§ **INFORMATION SHOWN**

Segment Open

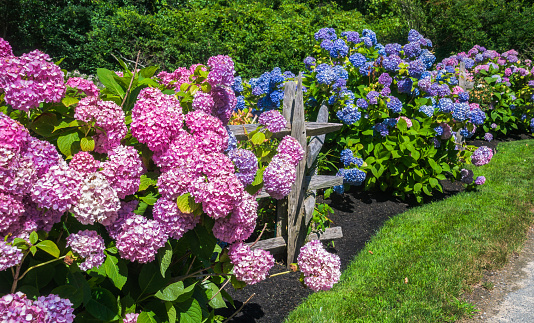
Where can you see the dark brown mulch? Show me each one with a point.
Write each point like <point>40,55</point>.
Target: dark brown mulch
<point>360,214</point>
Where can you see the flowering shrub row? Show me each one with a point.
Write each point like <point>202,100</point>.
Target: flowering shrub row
<point>132,202</point>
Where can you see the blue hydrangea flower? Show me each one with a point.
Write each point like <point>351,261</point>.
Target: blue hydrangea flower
<point>459,111</point>
<point>238,84</point>
<point>394,104</point>
<point>354,177</point>
<point>349,114</point>
<point>426,109</point>
<point>362,103</point>
<point>357,59</point>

Segment Closed

§ **PROMPT**
Begin with the line that contains "Where can you see the flowering" and print each line exactly until the data ends, including the last line.

§ **SOLUTION FOR THIS PROBLEM**
Where can you see the flowering shrub row? Show me each one with a point.
Write each point like <point>202,100</point>.
Target: flowering shrub row
<point>132,202</point>
Where can you see the blue hydrangea flower? Show me each one with a point.
Write each point like <point>351,261</point>.
Target: blue hydrangea flower
<point>459,111</point>
<point>238,84</point>
<point>394,104</point>
<point>354,177</point>
<point>349,114</point>
<point>426,109</point>
<point>362,103</point>
<point>357,59</point>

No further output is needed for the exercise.